§ **Task prompt**:
Every line from the one containing "One keypoint belongs on each instance. Annotate the child's" down to the last line of the listing below should be restated exactly, and nothing else.

================================

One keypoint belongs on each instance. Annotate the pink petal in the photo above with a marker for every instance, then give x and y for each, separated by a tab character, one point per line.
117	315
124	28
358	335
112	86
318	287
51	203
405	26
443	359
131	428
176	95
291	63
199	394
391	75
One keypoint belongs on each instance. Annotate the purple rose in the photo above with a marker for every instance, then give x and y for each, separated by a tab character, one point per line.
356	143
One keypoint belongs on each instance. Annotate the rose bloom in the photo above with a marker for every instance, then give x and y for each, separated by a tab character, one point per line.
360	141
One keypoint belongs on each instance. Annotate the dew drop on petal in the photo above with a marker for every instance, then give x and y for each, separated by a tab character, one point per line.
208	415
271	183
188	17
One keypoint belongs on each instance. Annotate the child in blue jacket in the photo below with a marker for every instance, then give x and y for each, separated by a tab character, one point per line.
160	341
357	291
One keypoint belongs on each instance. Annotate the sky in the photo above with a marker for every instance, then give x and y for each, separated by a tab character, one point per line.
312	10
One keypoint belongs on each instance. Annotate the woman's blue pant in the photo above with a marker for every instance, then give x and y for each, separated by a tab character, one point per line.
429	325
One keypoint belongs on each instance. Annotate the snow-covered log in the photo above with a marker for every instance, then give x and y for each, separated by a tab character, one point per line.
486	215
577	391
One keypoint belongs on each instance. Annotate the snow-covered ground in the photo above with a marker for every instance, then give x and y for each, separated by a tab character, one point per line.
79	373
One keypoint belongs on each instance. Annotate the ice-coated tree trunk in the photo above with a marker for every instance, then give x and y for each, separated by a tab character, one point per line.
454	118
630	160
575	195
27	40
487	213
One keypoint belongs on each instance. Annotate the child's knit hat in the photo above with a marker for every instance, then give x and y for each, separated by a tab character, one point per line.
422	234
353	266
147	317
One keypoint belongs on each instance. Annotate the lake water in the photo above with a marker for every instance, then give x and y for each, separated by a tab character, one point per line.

================================

§ **Output of the task**:
One keypoint belongs on each instance. Annotate the child's knit hat in the photo above with a marker for every instance, then give x and y for each, separated by a tab character, one point per line.
422	234
353	266
147	317
One keypoint belongs on each instance. Annotate the lake water in the photo above with a marker for every instance, then give x and y for each, separated by a tab character, one point per line.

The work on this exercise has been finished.